• **What this task involves**
Please output the data below exactly as given, starting at its first line and stopping after the line that contains "TARGET = building wall".

[[ Extracted data open ]]

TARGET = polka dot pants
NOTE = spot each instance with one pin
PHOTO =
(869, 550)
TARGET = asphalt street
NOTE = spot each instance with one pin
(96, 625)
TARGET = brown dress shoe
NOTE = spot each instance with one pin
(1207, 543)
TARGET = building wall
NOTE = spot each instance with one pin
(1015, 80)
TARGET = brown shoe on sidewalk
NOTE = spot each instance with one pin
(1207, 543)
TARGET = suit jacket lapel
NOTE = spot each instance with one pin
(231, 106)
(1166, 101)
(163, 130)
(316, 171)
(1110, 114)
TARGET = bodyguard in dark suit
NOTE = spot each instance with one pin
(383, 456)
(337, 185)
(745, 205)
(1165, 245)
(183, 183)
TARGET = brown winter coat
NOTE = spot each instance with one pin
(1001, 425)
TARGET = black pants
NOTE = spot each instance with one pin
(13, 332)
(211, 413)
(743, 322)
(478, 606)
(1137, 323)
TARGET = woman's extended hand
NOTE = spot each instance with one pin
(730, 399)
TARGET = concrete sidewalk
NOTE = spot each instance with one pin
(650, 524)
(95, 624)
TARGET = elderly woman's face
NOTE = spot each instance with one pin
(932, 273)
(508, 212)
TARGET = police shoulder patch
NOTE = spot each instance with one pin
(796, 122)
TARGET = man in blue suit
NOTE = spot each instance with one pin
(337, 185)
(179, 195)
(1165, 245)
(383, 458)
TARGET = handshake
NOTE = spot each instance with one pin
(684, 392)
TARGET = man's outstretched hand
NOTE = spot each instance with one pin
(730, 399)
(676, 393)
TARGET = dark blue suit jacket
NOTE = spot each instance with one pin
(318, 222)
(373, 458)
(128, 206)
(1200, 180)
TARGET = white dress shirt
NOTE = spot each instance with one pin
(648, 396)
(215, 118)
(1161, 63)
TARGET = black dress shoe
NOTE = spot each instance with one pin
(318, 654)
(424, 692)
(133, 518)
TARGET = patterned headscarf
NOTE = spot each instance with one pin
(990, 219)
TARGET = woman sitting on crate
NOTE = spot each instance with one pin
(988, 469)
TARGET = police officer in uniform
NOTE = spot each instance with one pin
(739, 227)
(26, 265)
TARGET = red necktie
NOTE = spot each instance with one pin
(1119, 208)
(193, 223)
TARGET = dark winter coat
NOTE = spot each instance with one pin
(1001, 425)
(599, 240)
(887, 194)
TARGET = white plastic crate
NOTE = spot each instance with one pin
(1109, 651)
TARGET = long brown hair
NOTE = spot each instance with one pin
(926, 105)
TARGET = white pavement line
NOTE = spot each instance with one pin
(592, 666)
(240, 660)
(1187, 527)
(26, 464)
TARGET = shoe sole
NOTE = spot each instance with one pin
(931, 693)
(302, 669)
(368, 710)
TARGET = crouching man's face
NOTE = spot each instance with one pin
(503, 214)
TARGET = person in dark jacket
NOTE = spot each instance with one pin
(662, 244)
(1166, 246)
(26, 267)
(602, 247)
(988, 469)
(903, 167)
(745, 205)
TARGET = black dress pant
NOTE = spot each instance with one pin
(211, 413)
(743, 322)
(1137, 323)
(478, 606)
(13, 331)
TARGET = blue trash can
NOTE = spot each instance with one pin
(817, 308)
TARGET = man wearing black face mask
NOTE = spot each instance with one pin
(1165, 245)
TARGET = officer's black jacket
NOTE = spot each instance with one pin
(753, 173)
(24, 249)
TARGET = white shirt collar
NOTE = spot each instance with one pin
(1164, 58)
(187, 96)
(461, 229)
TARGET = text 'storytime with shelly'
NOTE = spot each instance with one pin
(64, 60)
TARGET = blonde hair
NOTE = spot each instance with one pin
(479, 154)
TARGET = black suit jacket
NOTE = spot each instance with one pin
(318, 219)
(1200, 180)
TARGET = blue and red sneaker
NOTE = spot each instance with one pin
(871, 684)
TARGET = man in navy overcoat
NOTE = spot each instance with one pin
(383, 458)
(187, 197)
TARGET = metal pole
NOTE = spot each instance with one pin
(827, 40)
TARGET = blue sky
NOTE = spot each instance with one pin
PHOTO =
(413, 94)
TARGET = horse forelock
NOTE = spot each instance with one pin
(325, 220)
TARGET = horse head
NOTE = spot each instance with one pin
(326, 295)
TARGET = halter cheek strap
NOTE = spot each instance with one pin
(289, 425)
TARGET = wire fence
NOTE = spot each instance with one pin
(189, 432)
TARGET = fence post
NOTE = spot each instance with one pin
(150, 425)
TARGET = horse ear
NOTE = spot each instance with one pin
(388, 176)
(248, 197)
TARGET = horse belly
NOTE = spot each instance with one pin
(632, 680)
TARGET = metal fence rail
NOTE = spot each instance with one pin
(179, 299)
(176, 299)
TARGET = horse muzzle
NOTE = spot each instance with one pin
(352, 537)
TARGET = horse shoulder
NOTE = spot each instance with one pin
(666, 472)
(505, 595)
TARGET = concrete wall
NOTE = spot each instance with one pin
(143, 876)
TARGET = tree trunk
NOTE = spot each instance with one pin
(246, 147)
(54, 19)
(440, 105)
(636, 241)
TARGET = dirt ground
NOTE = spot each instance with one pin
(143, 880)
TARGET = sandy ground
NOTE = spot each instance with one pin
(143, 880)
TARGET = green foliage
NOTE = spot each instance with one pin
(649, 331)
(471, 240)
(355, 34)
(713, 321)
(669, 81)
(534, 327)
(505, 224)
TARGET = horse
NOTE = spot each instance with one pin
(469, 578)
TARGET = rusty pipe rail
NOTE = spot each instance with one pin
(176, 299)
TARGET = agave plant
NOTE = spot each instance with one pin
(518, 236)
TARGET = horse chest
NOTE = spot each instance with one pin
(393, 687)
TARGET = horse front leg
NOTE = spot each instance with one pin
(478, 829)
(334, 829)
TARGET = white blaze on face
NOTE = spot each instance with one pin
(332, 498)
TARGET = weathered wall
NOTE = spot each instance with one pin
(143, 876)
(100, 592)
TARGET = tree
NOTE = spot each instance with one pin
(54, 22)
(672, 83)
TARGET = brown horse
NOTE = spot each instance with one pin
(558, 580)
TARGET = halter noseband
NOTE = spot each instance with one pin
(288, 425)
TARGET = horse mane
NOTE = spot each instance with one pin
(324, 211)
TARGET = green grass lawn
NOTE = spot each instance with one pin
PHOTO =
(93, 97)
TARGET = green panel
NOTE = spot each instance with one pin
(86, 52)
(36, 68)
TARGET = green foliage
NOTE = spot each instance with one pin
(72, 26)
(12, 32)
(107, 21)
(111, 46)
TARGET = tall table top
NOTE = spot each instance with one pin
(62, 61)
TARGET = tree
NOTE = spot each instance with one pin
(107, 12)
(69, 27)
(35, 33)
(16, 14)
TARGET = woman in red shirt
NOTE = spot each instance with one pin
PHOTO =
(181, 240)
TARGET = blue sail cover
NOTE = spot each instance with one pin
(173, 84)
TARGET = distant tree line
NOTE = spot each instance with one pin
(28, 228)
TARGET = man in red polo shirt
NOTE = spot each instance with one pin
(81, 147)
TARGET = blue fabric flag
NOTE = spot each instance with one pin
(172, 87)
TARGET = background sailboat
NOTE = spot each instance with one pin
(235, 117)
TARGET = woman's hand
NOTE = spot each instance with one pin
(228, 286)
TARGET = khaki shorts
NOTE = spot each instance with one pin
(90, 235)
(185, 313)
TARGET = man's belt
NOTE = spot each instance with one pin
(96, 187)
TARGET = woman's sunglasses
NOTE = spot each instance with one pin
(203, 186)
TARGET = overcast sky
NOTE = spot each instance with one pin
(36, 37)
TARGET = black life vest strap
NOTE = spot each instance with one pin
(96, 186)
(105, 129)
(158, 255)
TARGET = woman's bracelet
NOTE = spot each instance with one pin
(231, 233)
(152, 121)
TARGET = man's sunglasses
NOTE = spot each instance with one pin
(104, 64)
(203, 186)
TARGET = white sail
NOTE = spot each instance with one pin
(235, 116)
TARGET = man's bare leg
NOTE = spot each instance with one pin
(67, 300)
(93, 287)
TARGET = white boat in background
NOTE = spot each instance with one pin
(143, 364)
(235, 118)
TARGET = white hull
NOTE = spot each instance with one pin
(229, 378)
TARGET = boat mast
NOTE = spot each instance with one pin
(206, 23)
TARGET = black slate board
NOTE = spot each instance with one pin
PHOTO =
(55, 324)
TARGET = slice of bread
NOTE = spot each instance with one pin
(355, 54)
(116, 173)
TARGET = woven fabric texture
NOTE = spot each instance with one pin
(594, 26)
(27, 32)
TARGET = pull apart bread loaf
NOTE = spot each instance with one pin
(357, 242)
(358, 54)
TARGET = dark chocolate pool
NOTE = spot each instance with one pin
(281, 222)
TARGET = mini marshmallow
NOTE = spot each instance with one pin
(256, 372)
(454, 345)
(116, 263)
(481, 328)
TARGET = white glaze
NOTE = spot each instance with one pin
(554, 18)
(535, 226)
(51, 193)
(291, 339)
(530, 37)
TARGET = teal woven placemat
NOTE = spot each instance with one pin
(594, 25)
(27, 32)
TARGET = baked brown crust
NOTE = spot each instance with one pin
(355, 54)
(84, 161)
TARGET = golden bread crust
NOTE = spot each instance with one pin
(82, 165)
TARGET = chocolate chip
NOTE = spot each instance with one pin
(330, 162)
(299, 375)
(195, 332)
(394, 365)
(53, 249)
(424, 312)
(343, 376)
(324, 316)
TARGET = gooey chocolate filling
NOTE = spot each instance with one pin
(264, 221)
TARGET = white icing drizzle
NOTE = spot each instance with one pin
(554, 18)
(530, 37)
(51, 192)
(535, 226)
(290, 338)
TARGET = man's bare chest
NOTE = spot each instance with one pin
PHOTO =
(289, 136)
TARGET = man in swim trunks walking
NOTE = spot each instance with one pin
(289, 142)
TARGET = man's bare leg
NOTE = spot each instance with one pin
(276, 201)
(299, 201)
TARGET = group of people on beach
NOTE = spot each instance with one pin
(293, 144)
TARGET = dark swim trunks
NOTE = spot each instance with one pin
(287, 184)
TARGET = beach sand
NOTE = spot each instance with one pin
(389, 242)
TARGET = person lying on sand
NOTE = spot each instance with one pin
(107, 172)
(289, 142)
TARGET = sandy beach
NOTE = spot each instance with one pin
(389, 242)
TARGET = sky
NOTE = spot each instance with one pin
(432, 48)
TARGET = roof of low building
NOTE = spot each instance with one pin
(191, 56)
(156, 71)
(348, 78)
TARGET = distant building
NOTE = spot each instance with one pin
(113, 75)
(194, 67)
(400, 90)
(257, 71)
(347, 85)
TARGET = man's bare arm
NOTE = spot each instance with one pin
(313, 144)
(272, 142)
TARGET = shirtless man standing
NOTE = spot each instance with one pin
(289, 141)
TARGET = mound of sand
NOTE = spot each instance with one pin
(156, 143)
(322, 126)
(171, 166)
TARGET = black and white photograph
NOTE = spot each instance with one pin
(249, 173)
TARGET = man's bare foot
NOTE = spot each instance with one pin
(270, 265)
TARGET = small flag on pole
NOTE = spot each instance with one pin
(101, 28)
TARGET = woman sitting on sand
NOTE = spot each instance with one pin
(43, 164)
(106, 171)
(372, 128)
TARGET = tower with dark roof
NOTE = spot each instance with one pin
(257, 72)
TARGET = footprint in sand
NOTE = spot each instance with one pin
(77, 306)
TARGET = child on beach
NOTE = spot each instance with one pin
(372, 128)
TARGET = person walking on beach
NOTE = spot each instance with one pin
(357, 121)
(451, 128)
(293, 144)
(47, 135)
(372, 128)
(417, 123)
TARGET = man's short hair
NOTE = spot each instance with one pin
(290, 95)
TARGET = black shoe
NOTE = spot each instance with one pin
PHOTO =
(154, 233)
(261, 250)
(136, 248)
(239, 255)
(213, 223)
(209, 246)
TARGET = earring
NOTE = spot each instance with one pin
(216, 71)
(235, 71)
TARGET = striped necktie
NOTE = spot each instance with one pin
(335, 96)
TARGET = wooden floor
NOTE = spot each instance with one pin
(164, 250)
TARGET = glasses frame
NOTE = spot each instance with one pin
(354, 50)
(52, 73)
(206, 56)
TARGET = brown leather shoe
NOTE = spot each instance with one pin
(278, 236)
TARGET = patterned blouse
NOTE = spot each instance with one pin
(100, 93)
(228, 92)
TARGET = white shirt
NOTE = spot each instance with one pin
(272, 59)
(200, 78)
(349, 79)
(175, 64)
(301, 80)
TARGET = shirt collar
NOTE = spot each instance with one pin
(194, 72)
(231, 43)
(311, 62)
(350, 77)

[[ Extracted data closed ]]

• **Result of this task**
TARGET = polka dot pants
NOTE = spot each instance with one pin
PHOTO =
(869, 550)
TARGET = asphalt street
NOTE = spot each instance with one pin
(96, 625)
TARGET = brown dress shoe
NOTE = spot each instance with one pin
(1207, 543)
TARGET = building wall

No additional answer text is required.